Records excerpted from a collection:
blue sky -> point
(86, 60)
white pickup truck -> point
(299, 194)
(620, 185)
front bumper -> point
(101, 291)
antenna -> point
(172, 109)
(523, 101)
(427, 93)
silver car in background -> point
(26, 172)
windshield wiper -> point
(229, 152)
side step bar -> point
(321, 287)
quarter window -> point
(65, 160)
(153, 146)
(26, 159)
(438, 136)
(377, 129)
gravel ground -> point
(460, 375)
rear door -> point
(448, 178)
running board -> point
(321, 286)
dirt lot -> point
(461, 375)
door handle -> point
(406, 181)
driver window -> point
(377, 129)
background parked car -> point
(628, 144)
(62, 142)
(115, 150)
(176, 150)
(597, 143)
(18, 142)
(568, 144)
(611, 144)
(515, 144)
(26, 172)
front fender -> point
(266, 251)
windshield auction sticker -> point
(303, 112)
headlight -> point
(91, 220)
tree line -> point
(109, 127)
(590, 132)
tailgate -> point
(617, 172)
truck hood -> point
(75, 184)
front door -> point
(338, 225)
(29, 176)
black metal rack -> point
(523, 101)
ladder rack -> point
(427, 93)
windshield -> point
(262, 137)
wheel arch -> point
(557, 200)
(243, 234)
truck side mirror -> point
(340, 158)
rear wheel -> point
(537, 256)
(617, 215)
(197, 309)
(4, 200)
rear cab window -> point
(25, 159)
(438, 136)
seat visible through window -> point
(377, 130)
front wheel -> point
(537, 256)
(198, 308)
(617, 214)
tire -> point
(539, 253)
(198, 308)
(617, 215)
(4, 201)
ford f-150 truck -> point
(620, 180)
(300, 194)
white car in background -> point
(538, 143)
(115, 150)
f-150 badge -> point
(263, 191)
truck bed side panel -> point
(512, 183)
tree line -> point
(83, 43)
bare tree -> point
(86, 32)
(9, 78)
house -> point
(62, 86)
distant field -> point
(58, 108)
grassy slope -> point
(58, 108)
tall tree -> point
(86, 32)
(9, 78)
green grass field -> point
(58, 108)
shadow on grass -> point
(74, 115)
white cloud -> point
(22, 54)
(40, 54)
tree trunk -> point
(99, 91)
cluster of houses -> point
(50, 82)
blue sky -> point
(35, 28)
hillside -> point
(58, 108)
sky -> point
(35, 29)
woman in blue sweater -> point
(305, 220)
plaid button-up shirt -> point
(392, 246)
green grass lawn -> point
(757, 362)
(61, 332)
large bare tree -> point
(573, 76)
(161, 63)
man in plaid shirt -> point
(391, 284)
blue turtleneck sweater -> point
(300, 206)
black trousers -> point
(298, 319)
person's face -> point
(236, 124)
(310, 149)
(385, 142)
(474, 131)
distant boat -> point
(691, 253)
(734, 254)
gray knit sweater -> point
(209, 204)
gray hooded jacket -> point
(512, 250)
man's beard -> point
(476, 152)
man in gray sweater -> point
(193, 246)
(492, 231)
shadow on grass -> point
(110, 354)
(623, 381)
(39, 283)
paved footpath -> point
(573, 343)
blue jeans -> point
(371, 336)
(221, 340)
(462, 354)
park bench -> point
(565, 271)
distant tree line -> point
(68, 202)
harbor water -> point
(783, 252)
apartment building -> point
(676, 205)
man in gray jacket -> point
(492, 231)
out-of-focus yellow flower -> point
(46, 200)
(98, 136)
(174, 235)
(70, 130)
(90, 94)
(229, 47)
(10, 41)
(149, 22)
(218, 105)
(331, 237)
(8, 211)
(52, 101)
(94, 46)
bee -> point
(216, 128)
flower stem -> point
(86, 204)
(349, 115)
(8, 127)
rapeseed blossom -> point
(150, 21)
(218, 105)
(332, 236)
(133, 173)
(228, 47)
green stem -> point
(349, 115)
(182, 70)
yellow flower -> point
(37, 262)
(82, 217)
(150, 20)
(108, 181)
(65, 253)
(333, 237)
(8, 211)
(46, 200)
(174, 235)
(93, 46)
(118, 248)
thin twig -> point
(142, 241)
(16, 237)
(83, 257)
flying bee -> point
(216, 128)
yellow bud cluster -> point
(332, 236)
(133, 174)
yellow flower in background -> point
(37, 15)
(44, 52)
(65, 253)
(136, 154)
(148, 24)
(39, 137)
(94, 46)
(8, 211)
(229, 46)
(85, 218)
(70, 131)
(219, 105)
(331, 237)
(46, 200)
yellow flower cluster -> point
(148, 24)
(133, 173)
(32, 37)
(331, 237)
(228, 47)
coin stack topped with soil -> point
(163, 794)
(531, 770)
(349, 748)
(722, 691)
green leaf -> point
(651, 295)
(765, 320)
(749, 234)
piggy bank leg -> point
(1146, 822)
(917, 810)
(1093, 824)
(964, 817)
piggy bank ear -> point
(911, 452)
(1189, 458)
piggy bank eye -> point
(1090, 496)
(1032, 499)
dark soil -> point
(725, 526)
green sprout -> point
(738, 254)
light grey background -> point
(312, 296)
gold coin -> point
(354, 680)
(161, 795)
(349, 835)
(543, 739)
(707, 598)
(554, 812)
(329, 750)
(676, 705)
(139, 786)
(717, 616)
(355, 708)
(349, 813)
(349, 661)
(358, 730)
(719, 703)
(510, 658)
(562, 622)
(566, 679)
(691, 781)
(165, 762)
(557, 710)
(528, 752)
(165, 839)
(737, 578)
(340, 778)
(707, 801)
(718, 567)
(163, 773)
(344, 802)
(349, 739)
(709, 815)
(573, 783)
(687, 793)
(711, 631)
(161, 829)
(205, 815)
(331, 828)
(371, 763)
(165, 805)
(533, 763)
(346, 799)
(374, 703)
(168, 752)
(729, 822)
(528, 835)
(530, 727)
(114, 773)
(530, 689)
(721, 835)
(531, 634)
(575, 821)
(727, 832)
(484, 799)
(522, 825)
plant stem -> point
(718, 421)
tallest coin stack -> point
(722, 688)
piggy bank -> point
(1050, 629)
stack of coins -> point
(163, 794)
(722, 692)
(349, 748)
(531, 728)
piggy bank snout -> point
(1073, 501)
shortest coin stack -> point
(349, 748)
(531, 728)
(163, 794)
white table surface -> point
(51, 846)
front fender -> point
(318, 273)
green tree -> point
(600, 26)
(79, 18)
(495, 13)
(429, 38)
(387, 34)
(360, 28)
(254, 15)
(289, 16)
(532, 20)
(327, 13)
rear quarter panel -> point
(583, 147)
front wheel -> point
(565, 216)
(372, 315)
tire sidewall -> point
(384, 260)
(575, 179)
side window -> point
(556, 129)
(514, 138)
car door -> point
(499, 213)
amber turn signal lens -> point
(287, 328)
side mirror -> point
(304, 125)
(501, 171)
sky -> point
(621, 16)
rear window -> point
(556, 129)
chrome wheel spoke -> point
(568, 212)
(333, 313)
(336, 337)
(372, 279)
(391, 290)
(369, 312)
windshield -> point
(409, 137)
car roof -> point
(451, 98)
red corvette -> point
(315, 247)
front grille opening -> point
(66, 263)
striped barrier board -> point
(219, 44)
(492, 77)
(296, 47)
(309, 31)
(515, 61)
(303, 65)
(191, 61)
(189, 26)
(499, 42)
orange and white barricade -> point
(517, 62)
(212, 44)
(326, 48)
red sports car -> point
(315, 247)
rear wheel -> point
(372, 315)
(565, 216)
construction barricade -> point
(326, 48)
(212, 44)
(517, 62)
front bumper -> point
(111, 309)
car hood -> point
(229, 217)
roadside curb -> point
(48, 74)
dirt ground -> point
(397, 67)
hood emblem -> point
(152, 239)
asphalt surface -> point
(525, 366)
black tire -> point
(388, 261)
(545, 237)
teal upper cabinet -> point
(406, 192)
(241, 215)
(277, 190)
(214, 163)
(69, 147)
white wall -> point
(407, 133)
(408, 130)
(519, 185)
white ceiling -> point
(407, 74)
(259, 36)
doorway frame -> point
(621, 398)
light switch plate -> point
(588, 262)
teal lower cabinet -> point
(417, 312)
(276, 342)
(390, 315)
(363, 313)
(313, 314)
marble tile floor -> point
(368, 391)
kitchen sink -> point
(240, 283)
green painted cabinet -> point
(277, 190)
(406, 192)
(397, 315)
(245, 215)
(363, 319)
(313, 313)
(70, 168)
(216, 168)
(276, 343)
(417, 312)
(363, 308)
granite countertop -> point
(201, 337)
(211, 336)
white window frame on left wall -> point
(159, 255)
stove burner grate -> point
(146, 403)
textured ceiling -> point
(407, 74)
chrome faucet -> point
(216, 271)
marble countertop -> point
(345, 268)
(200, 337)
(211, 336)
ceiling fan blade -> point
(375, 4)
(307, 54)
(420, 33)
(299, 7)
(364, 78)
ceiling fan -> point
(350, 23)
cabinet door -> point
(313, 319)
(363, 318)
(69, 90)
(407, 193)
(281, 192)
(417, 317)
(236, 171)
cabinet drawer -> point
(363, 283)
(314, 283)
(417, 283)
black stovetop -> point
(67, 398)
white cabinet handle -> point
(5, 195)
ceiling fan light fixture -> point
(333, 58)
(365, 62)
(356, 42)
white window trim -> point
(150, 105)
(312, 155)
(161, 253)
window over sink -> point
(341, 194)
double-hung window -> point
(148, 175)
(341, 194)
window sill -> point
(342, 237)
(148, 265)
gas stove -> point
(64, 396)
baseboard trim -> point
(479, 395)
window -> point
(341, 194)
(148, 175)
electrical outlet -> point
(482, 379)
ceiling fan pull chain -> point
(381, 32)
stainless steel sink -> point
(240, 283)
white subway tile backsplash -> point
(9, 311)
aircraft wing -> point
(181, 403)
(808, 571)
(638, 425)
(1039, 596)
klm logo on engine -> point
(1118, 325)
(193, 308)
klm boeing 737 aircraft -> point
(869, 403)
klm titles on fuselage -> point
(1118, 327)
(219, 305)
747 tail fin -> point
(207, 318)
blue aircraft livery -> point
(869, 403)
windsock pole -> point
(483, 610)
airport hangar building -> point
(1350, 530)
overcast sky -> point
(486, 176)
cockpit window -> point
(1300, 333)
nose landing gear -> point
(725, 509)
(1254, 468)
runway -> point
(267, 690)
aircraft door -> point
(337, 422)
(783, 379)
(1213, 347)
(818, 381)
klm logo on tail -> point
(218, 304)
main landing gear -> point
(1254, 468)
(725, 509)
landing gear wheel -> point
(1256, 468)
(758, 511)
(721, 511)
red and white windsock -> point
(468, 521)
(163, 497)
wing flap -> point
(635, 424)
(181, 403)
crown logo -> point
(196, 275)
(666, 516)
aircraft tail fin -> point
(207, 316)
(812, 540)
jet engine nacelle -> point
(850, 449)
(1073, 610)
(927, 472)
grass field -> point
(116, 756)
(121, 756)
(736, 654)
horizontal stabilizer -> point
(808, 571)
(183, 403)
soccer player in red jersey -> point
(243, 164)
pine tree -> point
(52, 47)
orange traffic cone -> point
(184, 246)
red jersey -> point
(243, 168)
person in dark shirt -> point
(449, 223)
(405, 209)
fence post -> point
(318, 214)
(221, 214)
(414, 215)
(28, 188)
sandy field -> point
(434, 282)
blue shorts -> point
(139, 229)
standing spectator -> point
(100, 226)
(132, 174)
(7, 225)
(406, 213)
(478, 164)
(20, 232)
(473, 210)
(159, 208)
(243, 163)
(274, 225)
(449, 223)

Exercise aim => Each line from the one with "airport hangar building -> point" through the end of the records above should be written out exactly. No other line should appear.

Task output =>
airport hangar building -> point
(1350, 530)
overcast sky -> point
(486, 176)
cockpit window -> point
(1300, 333)
nose landing gear -> point
(725, 509)
(1254, 468)
runway -> point
(267, 690)
aircraft door -> point
(337, 422)
(783, 379)
(1213, 347)
(818, 381)
klm logo on tail -> point
(218, 304)
main landing gear -> point
(1254, 468)
(725, 509)
landing gear wheel -> point
(1256, 468)
(758, 511)
(721, 511)
red and white windsock -> point
(468, 521)
(163, 497)
wing flap -> point
(635, 424)
(181, 403)
crown logo -> point
(196, 275)
(666, 516)
aircraft tail fin -> point
(207, 316)
(812, 540)
jet engine nacelle -> point
(850, 449)
(1073, 610)
(927, 472)
grass field -> point
(116, 756)
(121, 756)
(736, 654)
horizontal stabilizer -> point
(808, 571)
(183, 403)
soccer player in red jersey -> point
(243, 164)
pine tree -> point
(52, 47)
orange traffic cone -> point
(184, 246)
red jersey -> point
(243, 168)
person in dark shirt -> point
(449, 223)
(405, 209)
fence post -> point
(318, 214)
(221, 214)
(414, 215)
(28, 188)
sandy field -> point
(434, 282)
blue shorts -> point
(139, 229)
standing spectator -> point
(100, 226)
(132, 174)
(7, 225)
(406, 213)
(478, 164)
(20, 232)
(473, 210)
(159, 208)
(243, 163)
(274, 225)
(449, 223)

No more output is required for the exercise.